━━━ Given passage
UWM did not make Mone available for an interview on Wednesday.

Prior to being named chancellor in December 2014, Mone was a professor of management in the Lubar School of Business. He has been part of the UW-Milwaukee faculty since 1989.

Mone said announcing his decision now allows for a smooth transition to a new leader. 

Under Mone’s tenure, the school opened the Lubar Entrepreneurship Center, Kenwood Interdisciplinary Research Complex, Orthopaedic Hospital of Wisconsin Center and the nearly completed chemistry building. 

Other campus facilities also had significant renovations, including the student union and the College of Engineering and Applied Science. 

UW-Milwaukee also is a founding member of M-Cubed, a partnership we with Milwaukee Public Schools and Milwaukee Area Technical College.

Mone said he is proud of the employees who have worked hard to increase UW-Milwaukee’s status. 

“When I arrived at UWM in 1989, we were a mid-ranked R2 university,” he said. “Thanks to the steadfast work of my predecessors, administrators and our dedicated faculty, staff and students, we have achieved far more than what the dwindling state support could enable.”

The pro-Palestinian encampment on the UW-Milwaukee campus remains peaceful as of 11 a.m. on May 1, 2024. Margaret Faust/WPR

Mone came under fire in May from Jewish groups and Universities of Wisconsin President Jay Rothman for a deal he struck with pro-Palestinian protestors to end an encampment on campus, which included a call for a ceasefire in Gaza.
━━━━━━
■ Required action A
According to the article on Mone's tenure at UW-Milwaukee, in what year did he join the faculty?
■ Required action B
Continue the article on Mone's tenure at UW-Milwaukee after its last sentence.
━━━ Records
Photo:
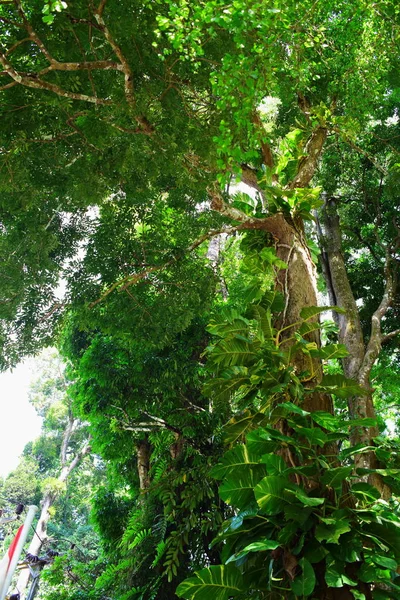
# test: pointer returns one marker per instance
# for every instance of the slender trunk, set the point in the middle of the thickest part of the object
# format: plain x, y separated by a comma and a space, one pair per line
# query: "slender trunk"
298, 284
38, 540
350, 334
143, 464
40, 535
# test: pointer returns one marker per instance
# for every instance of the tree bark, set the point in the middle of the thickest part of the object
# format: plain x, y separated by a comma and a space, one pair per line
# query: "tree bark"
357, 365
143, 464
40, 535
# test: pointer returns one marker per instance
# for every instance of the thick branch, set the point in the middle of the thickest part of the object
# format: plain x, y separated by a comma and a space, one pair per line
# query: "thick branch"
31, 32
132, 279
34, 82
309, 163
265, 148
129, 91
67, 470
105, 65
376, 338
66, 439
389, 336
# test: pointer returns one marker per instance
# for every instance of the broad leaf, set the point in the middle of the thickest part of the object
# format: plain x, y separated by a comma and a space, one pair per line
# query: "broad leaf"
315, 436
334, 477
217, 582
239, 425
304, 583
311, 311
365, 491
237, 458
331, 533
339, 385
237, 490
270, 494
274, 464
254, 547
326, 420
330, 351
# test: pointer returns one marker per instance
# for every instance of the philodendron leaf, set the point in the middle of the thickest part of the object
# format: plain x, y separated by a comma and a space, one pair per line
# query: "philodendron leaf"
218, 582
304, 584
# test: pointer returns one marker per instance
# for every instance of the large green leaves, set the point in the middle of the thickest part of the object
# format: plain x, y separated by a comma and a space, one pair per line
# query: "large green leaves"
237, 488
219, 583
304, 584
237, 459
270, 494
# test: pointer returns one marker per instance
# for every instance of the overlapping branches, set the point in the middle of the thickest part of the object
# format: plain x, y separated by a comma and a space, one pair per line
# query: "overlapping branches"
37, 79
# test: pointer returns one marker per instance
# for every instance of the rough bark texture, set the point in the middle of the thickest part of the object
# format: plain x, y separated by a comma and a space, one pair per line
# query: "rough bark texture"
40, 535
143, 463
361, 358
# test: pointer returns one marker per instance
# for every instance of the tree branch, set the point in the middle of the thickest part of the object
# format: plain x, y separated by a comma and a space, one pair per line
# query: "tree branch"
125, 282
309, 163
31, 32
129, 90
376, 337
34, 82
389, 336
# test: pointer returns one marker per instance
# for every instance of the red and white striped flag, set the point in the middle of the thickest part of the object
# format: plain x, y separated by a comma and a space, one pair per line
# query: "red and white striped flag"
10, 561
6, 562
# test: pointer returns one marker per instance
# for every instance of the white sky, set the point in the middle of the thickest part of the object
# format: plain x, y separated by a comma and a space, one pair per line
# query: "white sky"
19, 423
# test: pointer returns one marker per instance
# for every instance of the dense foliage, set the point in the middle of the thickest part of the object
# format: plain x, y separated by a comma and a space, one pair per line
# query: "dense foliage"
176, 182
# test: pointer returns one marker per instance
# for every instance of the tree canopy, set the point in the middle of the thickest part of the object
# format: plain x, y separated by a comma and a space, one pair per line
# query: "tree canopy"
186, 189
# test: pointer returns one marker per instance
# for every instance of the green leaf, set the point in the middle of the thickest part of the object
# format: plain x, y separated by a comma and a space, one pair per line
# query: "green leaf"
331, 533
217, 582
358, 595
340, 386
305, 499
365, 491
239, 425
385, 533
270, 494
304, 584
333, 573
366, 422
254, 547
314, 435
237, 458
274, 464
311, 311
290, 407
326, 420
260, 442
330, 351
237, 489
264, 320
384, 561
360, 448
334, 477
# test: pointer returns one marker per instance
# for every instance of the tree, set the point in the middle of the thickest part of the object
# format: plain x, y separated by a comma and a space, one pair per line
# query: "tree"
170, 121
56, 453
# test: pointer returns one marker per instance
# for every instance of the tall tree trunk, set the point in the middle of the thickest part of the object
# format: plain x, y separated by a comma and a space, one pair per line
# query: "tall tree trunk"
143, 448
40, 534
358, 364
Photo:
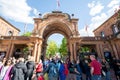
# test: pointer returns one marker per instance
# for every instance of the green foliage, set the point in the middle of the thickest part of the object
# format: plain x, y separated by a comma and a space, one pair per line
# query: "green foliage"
━━━━━━
━━━ Records
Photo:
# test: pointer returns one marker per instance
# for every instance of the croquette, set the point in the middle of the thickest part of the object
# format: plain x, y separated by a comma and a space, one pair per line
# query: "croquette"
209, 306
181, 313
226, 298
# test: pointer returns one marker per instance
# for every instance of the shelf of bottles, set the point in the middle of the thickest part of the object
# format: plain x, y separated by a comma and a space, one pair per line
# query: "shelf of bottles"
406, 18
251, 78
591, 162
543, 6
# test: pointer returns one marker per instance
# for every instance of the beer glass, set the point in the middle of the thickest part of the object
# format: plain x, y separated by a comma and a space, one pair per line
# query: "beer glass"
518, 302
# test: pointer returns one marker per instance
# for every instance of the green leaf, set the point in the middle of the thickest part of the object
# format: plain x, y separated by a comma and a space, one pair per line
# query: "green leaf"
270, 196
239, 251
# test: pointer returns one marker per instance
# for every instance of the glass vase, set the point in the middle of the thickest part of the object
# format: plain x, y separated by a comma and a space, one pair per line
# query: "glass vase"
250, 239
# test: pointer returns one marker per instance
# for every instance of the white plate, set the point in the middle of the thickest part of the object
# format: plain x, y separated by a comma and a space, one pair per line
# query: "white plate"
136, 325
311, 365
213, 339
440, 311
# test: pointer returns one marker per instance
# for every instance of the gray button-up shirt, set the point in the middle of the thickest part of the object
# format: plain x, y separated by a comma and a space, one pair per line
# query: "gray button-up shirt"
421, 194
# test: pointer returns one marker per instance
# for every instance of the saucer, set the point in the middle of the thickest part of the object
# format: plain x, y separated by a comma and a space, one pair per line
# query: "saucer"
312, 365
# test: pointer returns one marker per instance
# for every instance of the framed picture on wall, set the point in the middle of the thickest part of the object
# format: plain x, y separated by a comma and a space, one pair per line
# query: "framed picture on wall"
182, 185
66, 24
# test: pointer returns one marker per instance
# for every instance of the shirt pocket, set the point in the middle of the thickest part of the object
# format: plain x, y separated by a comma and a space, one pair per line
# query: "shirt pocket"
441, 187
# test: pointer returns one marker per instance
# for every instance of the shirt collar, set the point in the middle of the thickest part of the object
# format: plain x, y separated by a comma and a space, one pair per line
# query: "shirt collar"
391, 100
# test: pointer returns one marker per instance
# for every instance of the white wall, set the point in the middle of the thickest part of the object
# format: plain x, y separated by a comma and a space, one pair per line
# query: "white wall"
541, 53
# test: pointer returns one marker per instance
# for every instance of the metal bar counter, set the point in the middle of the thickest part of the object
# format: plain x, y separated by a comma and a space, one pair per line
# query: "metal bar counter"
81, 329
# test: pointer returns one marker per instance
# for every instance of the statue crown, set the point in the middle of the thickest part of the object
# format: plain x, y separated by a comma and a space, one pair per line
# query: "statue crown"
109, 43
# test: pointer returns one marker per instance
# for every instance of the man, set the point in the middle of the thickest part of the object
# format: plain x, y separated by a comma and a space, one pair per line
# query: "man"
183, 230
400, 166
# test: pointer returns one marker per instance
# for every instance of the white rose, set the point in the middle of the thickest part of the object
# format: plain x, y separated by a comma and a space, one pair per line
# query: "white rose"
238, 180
━━━━━━
━━━ Records
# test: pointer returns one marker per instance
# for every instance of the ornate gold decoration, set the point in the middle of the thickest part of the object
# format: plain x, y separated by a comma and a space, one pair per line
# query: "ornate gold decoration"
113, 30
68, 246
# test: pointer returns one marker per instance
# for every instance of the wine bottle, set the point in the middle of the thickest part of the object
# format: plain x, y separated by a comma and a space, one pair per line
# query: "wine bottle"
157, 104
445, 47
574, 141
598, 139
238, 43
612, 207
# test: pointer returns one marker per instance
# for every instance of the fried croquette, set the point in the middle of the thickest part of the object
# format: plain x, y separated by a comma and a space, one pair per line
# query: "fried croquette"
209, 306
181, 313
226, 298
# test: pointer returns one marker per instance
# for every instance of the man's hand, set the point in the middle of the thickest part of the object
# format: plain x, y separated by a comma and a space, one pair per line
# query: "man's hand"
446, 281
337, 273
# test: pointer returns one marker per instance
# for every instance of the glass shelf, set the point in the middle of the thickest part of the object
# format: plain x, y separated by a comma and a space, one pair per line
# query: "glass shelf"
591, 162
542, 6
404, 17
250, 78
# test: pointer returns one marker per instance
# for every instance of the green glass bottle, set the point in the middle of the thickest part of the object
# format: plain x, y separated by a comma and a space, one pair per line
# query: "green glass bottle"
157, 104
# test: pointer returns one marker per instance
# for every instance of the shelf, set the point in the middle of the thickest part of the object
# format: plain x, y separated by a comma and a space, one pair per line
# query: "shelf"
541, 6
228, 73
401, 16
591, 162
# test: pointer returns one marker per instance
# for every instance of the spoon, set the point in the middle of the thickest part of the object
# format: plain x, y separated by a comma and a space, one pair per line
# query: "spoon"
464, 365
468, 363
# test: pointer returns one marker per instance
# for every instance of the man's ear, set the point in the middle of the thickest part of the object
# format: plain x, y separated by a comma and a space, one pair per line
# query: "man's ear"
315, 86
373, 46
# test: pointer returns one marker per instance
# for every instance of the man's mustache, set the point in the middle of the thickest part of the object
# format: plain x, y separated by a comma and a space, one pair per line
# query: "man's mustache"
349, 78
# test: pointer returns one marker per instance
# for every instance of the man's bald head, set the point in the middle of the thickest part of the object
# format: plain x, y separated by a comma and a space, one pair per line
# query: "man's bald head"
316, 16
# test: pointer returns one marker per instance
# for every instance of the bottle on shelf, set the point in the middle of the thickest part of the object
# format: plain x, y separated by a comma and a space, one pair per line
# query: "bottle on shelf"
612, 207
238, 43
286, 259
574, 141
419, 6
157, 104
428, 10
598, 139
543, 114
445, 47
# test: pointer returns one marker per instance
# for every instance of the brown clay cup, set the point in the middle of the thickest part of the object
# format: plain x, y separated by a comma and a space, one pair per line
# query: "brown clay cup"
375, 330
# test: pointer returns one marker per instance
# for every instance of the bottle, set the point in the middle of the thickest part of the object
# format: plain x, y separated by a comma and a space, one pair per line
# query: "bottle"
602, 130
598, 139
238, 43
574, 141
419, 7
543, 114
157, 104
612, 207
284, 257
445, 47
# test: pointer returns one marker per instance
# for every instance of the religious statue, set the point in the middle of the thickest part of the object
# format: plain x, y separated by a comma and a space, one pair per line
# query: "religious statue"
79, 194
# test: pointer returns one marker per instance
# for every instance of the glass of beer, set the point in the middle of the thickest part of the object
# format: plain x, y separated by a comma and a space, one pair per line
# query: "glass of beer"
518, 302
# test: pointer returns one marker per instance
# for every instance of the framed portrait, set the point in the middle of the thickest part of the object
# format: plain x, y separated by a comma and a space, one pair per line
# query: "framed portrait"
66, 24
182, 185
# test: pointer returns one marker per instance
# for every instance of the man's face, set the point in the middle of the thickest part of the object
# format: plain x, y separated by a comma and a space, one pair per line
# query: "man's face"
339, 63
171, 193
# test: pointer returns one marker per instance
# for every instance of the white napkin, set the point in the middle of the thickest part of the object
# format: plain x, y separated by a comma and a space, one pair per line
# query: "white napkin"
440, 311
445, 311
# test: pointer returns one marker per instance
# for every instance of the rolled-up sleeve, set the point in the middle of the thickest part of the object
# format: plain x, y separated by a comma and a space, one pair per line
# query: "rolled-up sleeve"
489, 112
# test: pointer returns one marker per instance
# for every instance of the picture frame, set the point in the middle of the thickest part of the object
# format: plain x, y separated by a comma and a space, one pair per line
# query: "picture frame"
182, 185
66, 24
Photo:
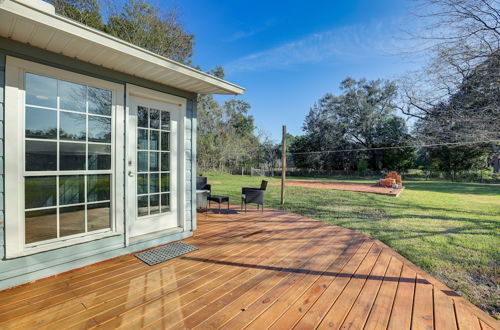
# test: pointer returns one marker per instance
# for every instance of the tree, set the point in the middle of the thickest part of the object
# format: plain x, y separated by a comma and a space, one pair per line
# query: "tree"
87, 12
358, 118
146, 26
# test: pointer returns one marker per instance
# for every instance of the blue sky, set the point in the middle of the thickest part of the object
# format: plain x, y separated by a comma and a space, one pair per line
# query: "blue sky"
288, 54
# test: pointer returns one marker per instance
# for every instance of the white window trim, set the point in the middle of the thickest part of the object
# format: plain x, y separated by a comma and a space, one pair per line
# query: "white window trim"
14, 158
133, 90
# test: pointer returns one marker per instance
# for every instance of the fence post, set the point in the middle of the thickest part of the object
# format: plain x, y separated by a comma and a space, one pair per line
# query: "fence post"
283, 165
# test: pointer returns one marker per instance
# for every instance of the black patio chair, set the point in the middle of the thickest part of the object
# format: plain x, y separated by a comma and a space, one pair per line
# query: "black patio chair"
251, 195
━━━━━━
■ Output A
1989

■ Output B
Rothman called the agreement “disappointing,” and Mone later said he should not have weighed in on deeply complex geopolitical and historical issues.

On Wednesday, Rothman praised Mone for consistently elevating UW-Milwaukee and balancing the school’s dual role as a research and access university. 

“I am pleased that Mark will continue as chancellor for the current academic year and then return to the faculty,” Rothman said in a statement. “We owe Mark a debt of gratitude for his service and look forward to his future of ongoing service at UWM.”

Mone was diagnosed with non-Hodgkins lymphoma in 2020 and was later also diagnosed with thyroid cancer. His friend and colleague, Marquette University President Michael Lovell, was diagnosed with a rare form of cancer called sarcoma around the same time. Lovell died last month.